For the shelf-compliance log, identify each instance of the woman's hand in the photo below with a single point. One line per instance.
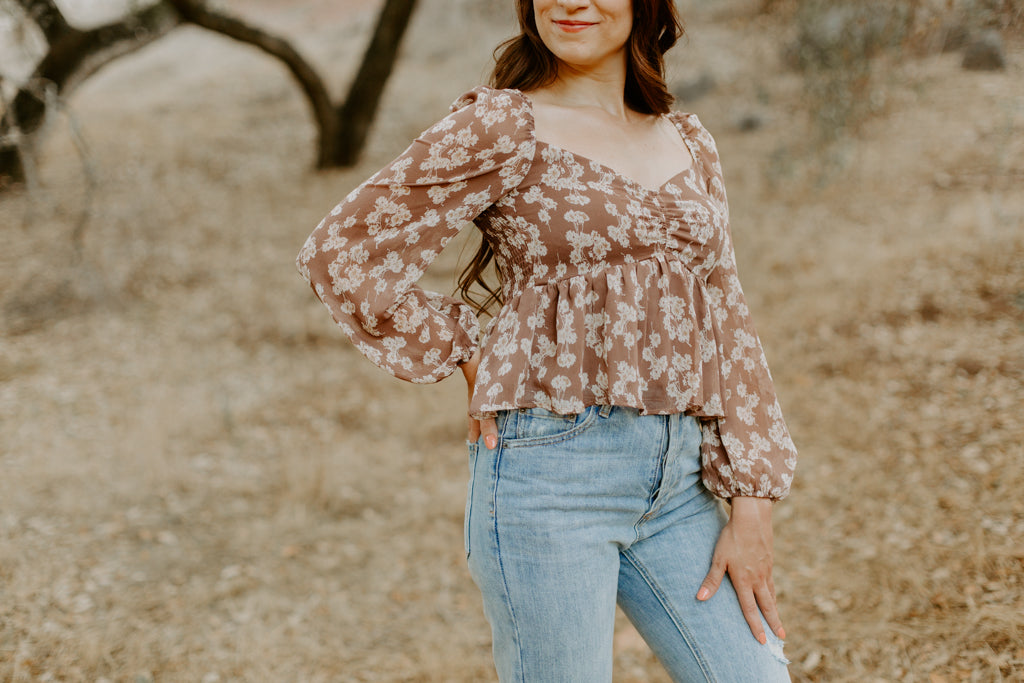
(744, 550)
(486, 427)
==
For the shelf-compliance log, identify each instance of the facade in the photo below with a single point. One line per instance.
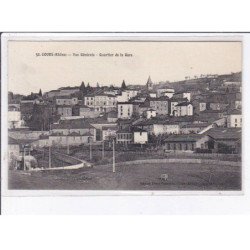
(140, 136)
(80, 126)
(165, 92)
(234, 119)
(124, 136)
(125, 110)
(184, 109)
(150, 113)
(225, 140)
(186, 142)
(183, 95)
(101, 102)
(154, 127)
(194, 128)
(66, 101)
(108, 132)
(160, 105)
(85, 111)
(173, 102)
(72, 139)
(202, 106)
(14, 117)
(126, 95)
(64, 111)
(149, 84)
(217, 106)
==
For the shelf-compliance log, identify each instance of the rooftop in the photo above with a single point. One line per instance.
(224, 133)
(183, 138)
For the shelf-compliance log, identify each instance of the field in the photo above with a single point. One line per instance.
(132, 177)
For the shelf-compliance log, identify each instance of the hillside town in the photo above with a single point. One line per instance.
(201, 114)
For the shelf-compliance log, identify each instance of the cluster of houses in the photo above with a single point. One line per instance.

● Exercise brief: Give back exactly the lines above starting at the line where "of the hillside" appears and ending at the line where "of the cluster" appears, both included, with no other lines.

● Your response:
For the shelf-compliance log, identify each instance of the hillside town in the photo above with a single point. One line per instance.
(201, 114)
For the shelf-compliance log, identify each instance of the cluster of houses in the photo above with a single point. One line per instance.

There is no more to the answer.